> What to produce
Output the material below word for word, starting at the line that contains "of the ceramic" and continuing through its final line.

Data drawn from a collection:
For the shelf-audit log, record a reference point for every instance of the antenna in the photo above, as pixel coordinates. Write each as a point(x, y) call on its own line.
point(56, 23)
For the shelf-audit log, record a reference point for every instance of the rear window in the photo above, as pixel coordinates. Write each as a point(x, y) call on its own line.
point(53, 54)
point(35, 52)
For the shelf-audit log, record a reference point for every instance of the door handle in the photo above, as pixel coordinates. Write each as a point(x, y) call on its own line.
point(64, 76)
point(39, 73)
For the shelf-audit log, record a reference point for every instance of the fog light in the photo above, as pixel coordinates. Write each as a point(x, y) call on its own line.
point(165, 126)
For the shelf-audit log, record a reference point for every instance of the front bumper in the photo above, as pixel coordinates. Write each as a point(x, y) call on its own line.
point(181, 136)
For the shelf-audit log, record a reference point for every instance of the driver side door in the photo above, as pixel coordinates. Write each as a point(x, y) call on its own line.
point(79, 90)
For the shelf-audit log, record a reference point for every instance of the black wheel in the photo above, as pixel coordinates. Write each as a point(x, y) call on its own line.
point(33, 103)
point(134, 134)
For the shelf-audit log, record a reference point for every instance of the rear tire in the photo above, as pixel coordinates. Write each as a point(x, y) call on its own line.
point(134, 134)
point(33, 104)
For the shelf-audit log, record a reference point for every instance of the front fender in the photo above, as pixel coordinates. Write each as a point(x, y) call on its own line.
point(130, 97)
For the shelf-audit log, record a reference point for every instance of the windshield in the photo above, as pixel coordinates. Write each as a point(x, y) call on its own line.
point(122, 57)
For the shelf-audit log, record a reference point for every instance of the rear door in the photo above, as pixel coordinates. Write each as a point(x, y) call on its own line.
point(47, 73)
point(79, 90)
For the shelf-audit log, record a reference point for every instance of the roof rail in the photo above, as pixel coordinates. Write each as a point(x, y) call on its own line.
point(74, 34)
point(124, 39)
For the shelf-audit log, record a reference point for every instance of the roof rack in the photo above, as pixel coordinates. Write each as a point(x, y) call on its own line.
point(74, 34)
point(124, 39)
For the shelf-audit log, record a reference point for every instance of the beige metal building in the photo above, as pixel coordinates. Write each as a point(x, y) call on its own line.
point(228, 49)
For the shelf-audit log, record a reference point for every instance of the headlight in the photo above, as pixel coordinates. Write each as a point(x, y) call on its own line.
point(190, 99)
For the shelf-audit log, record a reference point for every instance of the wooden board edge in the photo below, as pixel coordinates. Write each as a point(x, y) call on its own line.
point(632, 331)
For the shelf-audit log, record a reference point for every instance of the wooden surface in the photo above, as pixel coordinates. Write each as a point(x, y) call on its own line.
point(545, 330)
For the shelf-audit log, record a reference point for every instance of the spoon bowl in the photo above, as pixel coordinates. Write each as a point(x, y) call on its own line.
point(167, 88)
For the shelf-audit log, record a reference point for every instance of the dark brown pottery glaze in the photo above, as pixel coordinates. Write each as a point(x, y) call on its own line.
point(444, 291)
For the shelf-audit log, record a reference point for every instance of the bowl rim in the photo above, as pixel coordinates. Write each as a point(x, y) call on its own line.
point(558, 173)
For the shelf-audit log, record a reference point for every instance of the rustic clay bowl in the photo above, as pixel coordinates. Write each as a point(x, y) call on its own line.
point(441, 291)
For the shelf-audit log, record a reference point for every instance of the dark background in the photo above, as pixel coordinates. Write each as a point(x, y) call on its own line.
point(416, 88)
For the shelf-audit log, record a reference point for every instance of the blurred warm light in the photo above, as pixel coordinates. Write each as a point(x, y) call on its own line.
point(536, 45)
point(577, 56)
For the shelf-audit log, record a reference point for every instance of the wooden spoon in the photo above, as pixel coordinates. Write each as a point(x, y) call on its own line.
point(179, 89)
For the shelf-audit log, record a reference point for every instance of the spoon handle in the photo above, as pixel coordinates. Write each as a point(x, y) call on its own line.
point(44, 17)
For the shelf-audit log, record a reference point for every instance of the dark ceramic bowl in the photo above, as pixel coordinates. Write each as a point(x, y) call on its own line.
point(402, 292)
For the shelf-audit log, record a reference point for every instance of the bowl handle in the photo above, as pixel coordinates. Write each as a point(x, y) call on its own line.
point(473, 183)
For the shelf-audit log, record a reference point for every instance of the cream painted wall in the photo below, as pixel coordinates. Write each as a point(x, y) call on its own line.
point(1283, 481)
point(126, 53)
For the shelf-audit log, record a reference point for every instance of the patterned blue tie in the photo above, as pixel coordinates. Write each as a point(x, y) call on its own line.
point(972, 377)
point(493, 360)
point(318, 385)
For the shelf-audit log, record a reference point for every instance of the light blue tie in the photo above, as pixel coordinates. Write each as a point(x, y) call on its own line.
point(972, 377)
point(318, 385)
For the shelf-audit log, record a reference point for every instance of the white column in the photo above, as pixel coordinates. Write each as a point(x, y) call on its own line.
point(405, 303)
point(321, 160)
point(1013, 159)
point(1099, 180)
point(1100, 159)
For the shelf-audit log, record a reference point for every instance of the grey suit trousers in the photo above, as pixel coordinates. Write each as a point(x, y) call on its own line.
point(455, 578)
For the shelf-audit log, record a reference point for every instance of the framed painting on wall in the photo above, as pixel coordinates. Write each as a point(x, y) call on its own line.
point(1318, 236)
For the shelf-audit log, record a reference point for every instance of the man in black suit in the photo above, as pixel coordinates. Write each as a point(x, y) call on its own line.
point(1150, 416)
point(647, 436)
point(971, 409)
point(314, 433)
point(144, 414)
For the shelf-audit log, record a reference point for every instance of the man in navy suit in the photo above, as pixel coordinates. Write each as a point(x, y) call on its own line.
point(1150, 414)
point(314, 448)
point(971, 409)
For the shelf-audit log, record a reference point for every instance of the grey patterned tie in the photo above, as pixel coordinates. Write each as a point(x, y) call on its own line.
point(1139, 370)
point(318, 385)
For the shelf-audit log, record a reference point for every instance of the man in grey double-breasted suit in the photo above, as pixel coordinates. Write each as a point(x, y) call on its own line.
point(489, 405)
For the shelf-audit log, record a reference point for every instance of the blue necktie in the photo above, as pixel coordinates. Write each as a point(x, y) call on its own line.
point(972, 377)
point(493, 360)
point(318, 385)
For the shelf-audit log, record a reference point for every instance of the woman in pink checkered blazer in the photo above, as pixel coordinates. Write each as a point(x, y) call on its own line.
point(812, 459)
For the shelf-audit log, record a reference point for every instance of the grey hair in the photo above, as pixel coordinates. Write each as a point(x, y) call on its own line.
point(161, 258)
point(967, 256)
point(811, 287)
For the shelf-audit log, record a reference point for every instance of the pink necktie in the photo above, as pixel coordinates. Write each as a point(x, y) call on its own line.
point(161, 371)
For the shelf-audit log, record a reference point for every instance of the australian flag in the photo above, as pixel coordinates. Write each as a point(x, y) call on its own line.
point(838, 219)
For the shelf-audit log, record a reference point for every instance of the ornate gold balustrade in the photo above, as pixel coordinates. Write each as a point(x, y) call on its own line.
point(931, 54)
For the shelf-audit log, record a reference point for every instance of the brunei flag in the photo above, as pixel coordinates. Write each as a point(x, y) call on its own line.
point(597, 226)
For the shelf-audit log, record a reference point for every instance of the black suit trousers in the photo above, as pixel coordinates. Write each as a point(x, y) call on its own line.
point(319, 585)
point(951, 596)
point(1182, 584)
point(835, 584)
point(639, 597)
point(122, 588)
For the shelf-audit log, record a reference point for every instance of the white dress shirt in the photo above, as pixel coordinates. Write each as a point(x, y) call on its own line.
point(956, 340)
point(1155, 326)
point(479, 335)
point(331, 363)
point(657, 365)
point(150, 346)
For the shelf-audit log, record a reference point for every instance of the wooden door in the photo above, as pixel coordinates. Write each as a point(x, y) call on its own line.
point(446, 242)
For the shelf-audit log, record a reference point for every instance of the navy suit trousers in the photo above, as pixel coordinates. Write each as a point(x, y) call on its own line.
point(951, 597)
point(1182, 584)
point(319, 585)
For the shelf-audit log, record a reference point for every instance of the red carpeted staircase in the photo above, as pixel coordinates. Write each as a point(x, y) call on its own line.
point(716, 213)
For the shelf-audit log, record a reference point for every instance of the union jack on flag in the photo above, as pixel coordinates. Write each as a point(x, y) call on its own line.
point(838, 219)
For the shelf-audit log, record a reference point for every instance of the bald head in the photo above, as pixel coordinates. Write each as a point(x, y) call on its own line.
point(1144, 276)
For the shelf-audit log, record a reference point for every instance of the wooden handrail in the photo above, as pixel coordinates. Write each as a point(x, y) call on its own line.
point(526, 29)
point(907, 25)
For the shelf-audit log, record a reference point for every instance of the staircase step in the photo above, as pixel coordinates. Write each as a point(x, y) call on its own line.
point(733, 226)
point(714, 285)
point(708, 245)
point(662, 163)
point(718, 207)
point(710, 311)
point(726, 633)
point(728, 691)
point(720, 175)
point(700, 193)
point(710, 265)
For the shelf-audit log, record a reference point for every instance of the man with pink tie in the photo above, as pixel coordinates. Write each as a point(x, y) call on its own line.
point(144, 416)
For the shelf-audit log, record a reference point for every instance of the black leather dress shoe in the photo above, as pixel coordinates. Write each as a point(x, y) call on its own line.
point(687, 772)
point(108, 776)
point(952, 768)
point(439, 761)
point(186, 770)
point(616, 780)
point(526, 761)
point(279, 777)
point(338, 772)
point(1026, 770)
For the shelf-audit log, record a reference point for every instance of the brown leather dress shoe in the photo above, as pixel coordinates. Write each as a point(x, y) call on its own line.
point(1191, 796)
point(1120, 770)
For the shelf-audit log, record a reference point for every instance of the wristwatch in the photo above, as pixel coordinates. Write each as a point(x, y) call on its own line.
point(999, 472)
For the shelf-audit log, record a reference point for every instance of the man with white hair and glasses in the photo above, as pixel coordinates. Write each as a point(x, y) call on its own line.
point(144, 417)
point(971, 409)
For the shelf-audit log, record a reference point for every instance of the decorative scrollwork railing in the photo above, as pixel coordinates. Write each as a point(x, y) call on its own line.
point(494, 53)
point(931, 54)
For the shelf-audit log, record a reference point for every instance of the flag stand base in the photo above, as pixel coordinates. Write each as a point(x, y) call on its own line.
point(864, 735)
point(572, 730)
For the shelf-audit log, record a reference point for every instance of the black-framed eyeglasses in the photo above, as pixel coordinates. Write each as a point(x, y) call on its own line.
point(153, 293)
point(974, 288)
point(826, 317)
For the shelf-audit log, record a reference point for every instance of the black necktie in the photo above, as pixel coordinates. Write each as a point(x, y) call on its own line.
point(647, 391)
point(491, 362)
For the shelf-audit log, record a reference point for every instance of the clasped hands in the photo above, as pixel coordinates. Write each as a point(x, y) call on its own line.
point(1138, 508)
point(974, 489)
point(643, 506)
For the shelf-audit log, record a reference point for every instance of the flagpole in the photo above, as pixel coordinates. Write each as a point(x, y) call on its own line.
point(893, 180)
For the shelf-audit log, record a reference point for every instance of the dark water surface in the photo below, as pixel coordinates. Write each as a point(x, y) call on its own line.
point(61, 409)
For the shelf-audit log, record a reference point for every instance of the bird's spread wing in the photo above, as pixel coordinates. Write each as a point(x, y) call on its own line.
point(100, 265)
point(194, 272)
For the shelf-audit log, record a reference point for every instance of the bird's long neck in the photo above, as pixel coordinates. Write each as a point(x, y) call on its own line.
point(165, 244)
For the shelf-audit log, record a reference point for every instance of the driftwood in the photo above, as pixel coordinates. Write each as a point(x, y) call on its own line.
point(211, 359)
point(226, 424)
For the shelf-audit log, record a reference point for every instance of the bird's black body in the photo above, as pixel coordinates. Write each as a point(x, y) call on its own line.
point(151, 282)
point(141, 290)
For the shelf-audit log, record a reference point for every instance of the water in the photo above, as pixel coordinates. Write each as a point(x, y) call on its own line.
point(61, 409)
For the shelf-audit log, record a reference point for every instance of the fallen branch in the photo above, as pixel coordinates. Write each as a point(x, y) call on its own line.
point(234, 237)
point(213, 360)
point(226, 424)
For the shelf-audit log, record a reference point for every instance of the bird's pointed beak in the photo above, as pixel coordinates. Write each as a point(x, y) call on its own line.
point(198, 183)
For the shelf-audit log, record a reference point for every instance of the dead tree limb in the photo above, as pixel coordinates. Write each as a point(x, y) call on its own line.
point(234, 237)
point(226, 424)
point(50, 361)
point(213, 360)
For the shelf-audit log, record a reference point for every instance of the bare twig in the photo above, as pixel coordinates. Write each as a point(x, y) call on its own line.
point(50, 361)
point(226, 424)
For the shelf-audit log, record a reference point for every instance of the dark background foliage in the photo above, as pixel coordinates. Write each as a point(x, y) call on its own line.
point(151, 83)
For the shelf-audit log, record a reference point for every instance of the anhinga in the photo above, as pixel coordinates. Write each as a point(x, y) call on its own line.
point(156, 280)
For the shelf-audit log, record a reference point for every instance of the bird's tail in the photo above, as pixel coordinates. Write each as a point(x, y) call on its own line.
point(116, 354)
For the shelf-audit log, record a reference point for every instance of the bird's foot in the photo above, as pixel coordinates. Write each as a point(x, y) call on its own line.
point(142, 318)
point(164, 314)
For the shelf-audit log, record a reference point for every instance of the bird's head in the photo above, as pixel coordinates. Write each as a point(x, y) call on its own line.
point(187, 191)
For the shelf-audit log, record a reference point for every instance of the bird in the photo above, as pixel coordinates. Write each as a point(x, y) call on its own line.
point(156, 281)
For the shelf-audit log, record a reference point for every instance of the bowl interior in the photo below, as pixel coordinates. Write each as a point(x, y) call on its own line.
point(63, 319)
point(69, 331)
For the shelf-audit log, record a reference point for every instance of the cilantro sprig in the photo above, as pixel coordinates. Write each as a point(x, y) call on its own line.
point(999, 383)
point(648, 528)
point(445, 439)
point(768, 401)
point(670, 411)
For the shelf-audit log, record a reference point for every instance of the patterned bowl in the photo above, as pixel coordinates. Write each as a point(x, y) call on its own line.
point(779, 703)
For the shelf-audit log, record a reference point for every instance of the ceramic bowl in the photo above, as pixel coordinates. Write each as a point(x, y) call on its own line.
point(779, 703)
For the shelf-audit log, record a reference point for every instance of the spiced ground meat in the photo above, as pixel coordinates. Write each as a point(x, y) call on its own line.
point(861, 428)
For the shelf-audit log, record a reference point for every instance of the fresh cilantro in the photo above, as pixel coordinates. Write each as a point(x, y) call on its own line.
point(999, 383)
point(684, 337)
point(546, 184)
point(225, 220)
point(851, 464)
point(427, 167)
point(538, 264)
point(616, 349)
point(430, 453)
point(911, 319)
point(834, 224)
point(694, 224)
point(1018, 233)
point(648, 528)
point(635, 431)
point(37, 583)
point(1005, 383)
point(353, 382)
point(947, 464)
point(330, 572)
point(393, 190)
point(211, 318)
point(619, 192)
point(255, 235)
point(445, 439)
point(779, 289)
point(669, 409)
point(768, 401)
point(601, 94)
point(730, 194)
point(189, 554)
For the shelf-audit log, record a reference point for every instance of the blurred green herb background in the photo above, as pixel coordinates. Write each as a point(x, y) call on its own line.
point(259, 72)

> Task output
For the shelf-audit log, record a reference point for every instance of the ceramic bowl in the photo above, as pixel coordinates. Write each as a point(x, y) call on its own line.
point(779, 703)
For the shelf-audit log, record a reference point for every instance of the spiced ground meat in the photo above, as pixel coordinates. Write each as a point(x, y) call on its own line.
point(861, 428)
For the shelf-audit log, record a reference point for every instance of the fresh cilantro in the photo above, as pixel coordinates. Write each as a point(x, y) call on its own line.
point(999, 383)
point(684, 337)
point(546, 184)
point(225, 220)
point(851, 464)
point(427, 167)
point(538, 264)
point(616, 349)
point(430, 453)
point(911, 319)
point(834, 224)
point(694, 224)
point(1018, 233)
point(648, 528)
point(635, 431)
point(37, 583)
point(1005, 383)
point(353, 382)
point(947, 464)
point(330, 572)
point(393, 190)
point(211, 318)
point(619, 192)
point(255, 235)
point(445, 439)
point(779, 289)
point(669, 409)
point(768, 401)
point(601, 94)
point(730, 194)
point(189, 554)
For the shelf-audit log, record a reference point for every instance of the blurred green herb background in the photo above, as pixel coordinates. Write each as a point(x, y) call on its own line.
point(259, 72)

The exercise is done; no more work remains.